>>>

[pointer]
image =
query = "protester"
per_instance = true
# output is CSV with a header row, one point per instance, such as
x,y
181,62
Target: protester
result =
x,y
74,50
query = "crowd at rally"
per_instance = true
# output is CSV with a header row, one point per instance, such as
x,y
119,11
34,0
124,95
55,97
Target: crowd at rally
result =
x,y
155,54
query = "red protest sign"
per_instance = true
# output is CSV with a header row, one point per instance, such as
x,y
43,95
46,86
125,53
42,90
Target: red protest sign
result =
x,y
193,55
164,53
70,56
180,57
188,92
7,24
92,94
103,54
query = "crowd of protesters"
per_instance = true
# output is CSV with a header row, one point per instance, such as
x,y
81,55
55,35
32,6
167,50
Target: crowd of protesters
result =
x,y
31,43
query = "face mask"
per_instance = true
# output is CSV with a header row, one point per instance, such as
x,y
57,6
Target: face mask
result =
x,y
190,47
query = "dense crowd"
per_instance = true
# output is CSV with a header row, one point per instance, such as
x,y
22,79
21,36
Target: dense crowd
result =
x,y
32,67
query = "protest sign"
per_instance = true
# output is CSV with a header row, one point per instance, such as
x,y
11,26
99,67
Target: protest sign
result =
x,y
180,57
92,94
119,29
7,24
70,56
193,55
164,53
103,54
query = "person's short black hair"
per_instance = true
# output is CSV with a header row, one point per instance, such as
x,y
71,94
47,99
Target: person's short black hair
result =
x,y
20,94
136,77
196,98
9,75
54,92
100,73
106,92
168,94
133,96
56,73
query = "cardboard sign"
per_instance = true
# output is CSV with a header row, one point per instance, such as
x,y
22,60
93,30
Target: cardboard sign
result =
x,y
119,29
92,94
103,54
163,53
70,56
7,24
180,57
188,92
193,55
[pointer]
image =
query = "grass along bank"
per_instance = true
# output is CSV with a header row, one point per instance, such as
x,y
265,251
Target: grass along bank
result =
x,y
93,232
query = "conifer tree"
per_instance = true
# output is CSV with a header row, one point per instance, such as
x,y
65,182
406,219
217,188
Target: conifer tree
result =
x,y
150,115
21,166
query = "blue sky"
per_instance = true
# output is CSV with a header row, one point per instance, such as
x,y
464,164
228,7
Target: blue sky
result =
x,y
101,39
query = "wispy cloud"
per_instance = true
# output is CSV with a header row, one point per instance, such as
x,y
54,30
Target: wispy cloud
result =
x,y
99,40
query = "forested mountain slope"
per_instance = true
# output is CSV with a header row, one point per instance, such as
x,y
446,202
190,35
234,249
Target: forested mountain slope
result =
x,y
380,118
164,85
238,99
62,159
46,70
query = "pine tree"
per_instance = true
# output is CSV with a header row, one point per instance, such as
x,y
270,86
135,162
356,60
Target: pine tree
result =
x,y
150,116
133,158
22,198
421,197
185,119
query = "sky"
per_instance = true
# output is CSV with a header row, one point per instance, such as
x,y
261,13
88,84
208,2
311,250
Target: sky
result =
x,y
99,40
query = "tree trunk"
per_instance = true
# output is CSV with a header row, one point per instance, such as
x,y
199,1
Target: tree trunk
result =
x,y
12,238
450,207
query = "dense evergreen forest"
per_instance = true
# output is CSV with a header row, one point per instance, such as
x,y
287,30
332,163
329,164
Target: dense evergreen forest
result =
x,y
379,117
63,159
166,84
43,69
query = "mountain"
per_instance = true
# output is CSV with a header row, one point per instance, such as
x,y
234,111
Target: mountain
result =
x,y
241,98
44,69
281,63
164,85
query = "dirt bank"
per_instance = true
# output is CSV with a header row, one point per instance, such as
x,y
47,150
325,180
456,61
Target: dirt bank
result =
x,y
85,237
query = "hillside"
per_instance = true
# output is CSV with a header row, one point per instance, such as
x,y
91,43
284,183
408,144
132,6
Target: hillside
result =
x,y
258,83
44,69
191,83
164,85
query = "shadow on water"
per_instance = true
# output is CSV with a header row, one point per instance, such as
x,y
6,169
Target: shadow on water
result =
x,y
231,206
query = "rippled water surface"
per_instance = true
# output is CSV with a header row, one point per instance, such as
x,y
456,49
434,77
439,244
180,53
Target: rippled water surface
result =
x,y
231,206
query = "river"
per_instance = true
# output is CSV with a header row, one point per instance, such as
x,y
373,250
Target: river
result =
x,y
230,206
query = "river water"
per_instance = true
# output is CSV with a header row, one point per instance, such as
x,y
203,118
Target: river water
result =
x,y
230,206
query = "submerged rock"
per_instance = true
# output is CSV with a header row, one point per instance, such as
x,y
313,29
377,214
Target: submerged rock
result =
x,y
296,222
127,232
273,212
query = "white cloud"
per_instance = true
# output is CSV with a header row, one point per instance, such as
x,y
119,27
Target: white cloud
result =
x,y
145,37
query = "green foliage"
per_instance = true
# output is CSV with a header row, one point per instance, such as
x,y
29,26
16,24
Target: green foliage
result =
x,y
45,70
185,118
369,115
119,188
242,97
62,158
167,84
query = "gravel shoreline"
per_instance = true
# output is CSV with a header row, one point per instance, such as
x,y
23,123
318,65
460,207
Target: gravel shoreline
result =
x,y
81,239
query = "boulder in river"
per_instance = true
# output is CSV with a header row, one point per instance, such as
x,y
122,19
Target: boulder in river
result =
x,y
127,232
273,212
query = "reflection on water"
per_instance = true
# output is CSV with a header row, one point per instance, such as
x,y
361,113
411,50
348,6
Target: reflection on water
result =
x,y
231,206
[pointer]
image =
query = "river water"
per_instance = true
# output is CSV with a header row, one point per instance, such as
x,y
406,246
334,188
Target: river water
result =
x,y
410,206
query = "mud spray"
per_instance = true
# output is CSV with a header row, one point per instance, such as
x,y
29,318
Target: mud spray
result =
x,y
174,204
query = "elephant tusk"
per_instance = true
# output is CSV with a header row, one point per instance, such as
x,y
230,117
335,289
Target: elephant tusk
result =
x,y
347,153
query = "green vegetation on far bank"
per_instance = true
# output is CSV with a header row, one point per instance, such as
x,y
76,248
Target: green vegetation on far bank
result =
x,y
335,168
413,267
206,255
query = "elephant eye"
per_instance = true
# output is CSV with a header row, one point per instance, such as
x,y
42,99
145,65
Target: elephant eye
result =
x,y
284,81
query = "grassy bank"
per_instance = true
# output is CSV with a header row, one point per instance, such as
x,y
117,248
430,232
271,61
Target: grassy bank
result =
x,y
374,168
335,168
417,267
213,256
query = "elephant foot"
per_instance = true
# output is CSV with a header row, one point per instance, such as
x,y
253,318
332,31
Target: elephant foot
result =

<<<

• **EXERCISE**
Scan the material above. Return every line containing the string "mountain".

• **ANSWER TO THIS EXERCISE**
query = "forested mountain slope"
Target: forested mountain slope
query = "mountain"
Target: mountain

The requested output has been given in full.